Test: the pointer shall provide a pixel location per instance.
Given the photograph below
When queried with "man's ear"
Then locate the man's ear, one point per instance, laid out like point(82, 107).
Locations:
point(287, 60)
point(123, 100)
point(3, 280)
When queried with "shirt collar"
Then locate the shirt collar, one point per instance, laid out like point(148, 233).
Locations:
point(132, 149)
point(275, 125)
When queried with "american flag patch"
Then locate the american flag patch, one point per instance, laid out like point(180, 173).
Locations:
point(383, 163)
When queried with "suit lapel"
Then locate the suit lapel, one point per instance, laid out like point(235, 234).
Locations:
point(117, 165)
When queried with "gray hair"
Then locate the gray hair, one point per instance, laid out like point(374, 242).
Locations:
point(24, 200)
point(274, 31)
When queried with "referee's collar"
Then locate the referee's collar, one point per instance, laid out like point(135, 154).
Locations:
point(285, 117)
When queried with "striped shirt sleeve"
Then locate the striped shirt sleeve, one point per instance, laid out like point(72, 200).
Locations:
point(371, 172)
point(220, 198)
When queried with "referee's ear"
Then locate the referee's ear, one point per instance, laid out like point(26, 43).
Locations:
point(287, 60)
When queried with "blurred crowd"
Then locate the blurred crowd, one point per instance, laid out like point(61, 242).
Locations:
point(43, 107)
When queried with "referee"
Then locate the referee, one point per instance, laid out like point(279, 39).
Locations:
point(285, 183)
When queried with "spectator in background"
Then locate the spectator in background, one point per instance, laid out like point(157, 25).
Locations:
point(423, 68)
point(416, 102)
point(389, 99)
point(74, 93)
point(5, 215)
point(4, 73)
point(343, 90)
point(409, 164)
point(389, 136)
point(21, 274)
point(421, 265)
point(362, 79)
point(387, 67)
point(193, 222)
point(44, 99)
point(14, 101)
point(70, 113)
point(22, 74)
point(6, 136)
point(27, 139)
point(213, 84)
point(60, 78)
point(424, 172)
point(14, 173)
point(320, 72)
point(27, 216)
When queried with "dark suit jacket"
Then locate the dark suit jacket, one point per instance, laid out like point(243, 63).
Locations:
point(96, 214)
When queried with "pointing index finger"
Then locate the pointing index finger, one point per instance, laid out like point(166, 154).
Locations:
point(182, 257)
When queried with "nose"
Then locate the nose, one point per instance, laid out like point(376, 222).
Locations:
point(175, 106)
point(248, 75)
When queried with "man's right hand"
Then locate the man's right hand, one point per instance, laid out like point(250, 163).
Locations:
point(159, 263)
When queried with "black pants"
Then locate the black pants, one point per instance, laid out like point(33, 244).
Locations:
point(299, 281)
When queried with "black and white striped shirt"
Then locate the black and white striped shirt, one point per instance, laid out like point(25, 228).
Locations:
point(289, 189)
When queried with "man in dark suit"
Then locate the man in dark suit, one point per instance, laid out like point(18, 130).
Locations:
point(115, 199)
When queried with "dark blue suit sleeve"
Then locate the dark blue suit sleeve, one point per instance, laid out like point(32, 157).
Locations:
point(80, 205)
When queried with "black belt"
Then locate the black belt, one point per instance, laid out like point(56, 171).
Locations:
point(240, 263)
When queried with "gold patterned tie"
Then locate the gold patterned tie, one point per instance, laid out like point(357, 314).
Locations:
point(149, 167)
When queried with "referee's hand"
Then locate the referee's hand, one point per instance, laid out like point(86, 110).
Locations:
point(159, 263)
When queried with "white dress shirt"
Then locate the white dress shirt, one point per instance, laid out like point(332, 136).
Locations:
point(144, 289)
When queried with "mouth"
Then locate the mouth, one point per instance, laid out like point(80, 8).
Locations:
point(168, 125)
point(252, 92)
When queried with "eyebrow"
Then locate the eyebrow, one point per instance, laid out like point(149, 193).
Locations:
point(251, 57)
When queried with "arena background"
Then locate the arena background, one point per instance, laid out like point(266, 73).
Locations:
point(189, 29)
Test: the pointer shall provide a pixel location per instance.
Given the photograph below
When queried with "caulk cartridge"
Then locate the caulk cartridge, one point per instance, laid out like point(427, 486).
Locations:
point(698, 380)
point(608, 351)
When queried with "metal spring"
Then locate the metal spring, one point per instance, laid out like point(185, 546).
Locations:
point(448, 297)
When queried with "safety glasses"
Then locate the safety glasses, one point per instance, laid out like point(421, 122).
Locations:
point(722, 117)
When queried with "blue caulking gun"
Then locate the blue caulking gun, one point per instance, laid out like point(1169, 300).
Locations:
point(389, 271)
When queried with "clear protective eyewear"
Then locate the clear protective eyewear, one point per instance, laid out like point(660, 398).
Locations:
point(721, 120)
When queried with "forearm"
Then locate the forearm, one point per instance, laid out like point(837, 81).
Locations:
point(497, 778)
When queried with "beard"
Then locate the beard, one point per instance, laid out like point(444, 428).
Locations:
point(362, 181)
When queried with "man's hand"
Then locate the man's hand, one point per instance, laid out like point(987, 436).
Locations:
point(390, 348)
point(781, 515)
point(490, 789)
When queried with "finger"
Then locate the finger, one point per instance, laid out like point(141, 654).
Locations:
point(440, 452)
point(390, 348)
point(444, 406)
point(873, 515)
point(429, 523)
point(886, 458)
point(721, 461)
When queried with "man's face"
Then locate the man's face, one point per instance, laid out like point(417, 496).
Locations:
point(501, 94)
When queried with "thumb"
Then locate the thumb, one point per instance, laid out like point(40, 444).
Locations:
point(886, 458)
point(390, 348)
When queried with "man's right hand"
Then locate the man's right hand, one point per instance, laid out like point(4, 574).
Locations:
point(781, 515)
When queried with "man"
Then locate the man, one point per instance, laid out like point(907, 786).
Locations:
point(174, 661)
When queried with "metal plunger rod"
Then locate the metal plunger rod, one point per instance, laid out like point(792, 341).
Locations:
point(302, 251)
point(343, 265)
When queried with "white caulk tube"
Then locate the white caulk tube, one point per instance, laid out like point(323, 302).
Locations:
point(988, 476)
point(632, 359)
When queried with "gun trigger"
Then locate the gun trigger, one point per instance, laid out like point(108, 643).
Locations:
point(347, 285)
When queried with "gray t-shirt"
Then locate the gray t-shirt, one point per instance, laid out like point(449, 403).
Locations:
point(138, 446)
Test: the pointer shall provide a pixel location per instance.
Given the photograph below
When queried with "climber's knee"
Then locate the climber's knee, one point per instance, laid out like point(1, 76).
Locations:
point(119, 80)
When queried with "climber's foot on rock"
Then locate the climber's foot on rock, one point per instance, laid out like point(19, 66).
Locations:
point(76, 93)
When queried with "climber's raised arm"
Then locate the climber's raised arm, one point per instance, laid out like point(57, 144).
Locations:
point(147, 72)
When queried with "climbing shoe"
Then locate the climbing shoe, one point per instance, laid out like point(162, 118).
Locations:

··········

• [SET EXERCISE]:
Copy the stretch from the start of the entries through the line containing "point(3, 280)", replacing "ear" with "nose" and leaving everything else unchanged.

• [REPLY]:
Test: the pointer shall provide a pixel location per instance.
Given the photograph below
When queried with "man's nose"
Then locate the man's nose, one point per instance, laid out like point(82, 107).
Locations:
point(287, 60)
point(123, 100)
point(3, 280)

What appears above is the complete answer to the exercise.